*** Opening of TEXT FOR ANALYSIS ***

Adam lived in a perfect world; the environment was perfect and the climate was perfect. The food was delicious and his work was interesting and challenging. He had a perfect relationship with God. The Garden of Eden was paradise. What more could a man want? HD TV? No. Adam needed someone to share it with. If you’ve ever seen a beautiful sunset, and wished that someone was there to share it with you, then you know what I’m talking about. Thankfully God was not finished with his creation.

And the LORD God said, “It is not good that man should be alone; I will make him a helper comparable to him.” (Gen 2:18) Can you imagine Adam praying PLEASE God, make her pretty. Because we all know how important it is that we marry someone who is attractive to us. Our first indication that Eve was HOT was when God saw everything He had made, and indeed it was very good.  (Gen 1:31)

AdamWe also know that she was HOT because there is something in the way Adam uses the word “now”. It is as if there should have been and exclamation point after the word “now” – as if to say FINALLY!

Adam did his best to find vocabulary to express his feelings (typical man). He said:

This is now bone of my bones” – She’s got bones that match my bones.

And flesh of my flesh” – She has beautiful flesh. (I want to touch her.     I want to hold her. I want to love her.)   (Gen. 2:23)

She’s not like all the others. She’s a perfect match for me. We’re a matched pair. She’s my mate!  A perfect fit!Adam and Eve

Do you remember the day you first laid eyes on your mate? The first conversation you had? Sometimes it’s love at first sight. Sometimes it’s a slow revelation. Your thoughts progress from “Could this be the one?” to “This could be the one!” to “I think I may be falling in love.” to “WO-MAN!  I AM in love!!!” The defining moment is exciting and scary and wonderful and perplexing all at the same time.

There is term that gold miners use: “He’s married the vein.” That’s when a prospector is no longer objectively evaluating the minerals to discover whether or not there is gold in the vein. He has crossed a threshold where now every mineral he finds, he interprets as proof of the presence of gold.

*** Close of TEXT FOR ANALYSIS ***

WORK INSTRUCTIONS: Write out the part of the passage about Adam and Eve that opens with the words "This is now" and closes with "her.)   (Gen. 2:23)", switching "bones" to "ribs".

*** Opening of STUDY MATERIAL ***

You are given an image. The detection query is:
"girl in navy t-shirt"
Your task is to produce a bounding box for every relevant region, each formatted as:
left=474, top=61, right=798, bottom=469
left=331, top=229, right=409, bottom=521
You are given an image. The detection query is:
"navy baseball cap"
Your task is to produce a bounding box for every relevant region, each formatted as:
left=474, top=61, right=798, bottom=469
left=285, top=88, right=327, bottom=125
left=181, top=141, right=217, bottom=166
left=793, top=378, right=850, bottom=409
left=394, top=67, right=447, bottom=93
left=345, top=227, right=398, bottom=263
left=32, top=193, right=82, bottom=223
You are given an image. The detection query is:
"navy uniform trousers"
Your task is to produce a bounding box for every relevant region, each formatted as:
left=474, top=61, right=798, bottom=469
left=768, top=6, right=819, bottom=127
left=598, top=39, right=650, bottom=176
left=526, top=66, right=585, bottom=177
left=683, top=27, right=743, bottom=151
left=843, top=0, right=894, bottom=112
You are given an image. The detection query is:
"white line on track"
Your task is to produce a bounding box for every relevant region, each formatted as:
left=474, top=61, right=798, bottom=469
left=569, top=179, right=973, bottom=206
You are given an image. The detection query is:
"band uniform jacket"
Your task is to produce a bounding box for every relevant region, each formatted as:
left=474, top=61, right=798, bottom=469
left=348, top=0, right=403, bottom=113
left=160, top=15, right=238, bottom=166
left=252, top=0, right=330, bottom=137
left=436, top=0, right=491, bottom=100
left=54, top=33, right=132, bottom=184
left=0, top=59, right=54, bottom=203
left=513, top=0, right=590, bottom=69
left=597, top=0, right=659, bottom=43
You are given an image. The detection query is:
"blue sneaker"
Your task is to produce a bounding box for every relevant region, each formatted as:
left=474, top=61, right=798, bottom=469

*** Close of STUDY MATERIAL ***

EXPECTED ANSWER:
This is now bone of my ribs” – She’s got ribs that match my ribs.

And flesh of my flesh” – She has beautiful flesh. (I want to touch her.     I want to hold her. I want to love her.)   (Gen. 2:23)